### Short problem 1
From the entries below, reproduce verbatim the lines running from the one containing "Pinpoint cloudy sky." up to and including the one containing "[0,418,1133,459]".

--- BEGIN Given text ---

# Burning Bush problems/questions



## sk8z (Nov 7, 2007)

A few years ago I planted a row of burning bush near the top of a retaining wall as a hedge. They were decent size…the ones sold in 5 gal containers. Last winter they took a big hit when an ice storm came through and broke off a ton of branches. This turned what were nice full bushes into some thin and bare looking bushes. I was gonna rip them out and start over, but decided to give them a season to repair themselves. They made a decent recovery over the growing season. Now, just this morning I look out and see what appears to be a ton of rabbit tracks in the snow around the bushes…and lots of broken branches lying on the ground. What little recovery these things made over the growing season is now lying on the ground. Needless to say I’m pretty frustrated here. 10 good size burning bushes are not cheap, and now I’ve got 10 Charlie Brown bushes that will need to be ripped out. Do rabbits eat the branches of burning bushes? Or could these branches just get broken off because of the exposed area they are in? They are along the top of a retaining wall that gets some decent winds and is very exposed. Are burning bush supposed to be covered/protected in some fashion for the winter in cold climates? I live in the lower peninsula of Michigan.


----------



## timber (Nov 30, 2007)

--- END Given text ---

### Short problem 2
Write the next part of the burning bush thread above, picking up after its final line.

--- BEGIN Raw data ---

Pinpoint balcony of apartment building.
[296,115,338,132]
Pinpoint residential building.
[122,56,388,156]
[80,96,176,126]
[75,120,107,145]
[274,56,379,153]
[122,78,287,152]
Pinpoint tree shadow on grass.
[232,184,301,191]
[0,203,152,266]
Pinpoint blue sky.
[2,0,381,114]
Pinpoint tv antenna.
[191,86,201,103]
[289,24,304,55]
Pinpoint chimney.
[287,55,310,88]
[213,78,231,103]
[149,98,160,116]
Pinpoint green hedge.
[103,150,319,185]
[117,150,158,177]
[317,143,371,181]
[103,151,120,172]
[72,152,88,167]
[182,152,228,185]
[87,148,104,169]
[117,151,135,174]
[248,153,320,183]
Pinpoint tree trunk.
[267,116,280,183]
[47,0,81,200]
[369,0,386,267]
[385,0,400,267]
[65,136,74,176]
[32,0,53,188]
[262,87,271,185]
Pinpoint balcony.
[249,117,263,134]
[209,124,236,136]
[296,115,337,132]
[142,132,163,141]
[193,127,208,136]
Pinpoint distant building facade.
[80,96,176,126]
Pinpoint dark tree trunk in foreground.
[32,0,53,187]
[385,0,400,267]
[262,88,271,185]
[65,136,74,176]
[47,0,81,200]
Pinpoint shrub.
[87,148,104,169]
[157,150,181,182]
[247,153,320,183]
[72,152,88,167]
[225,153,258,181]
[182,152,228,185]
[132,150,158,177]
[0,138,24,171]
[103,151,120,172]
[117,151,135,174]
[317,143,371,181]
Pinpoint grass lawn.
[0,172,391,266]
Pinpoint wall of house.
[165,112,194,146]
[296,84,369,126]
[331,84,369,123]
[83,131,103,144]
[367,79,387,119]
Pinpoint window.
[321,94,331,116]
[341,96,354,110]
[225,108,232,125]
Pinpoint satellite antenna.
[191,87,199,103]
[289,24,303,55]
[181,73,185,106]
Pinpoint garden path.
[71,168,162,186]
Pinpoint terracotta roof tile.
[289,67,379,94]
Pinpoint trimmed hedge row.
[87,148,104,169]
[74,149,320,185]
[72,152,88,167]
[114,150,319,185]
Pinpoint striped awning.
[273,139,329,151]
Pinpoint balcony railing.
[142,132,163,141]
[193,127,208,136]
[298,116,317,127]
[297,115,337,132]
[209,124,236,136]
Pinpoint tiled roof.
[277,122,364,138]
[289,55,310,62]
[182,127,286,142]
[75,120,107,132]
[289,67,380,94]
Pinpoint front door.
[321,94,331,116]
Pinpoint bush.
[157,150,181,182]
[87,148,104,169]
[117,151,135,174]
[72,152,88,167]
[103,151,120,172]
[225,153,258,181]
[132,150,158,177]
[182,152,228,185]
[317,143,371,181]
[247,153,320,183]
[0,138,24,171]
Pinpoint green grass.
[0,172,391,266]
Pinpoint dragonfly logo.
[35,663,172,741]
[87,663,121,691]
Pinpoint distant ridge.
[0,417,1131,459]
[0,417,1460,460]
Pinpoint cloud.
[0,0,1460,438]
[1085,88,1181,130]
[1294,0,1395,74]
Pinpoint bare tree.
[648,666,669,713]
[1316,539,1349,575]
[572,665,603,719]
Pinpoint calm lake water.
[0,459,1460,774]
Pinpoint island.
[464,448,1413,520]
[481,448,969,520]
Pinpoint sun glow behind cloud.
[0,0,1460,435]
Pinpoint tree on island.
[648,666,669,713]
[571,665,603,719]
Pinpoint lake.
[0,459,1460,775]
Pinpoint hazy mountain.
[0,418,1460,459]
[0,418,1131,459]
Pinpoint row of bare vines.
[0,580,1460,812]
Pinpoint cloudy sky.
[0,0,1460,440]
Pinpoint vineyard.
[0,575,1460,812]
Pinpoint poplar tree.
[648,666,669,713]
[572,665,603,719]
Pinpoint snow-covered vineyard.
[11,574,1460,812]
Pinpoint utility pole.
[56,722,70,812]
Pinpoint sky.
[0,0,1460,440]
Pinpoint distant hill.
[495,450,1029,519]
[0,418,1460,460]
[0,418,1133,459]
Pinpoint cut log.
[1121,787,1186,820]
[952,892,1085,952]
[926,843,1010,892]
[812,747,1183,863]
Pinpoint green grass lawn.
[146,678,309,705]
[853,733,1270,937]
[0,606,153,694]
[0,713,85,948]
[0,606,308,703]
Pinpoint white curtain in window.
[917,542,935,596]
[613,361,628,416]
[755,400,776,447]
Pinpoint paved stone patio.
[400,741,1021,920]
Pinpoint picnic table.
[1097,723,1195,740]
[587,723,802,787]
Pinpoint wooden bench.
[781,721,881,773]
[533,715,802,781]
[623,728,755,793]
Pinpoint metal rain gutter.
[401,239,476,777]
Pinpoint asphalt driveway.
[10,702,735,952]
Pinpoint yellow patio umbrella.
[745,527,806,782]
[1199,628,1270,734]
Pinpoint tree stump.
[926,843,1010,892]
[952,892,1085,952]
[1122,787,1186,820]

--- END Raw data ---

### Answer 1
Pinpoint cloudy sky.
[0,0,1460,440]
Pinpoint vineyard.
[0,575,1460,812]
Pinpoint poplar tree.
[648,666,669,713]
[572,665,603,719]
Pinpoint snow-covered vineyard.
[11,574,1460,812]
Pinpoint utility pole.
[56,722,70,812]
Pinpoint sky.
[0,0,1460,440]
Pinpoint distant hill.
[495,450,1029,519]
[0,418,1460,460]
[0,418,1133,459]

### Answer 2
Burning Bush are one of rabbits favorite foods, especially late into winter. The plants are very hardy and are one of the most popular in the midwest. They have continuous budding so they can usually recover from this damage, but if they get it in consecutive years it can be detrimental to the plant. When I was a grower and even still now, I used a product called Milorganite, which is a natural fertilizer, I believe, derived from human waste. It works extremely well as a repellent for deer and rabbits. I also use it religiously on new annual plantings. It has to be re-applied every couple of weeks, but it's cheap and effective,while also fertilizing. It's not sold as a repellent, it's just something I discovered about 10-12 years ago while planting annuals. Word of caution; don't leave it in your garage without being in a plastic container, it will stink up the whole garage. I think you can get it at the home centers now, if not, try a nursery or landscape supplier. Good luck!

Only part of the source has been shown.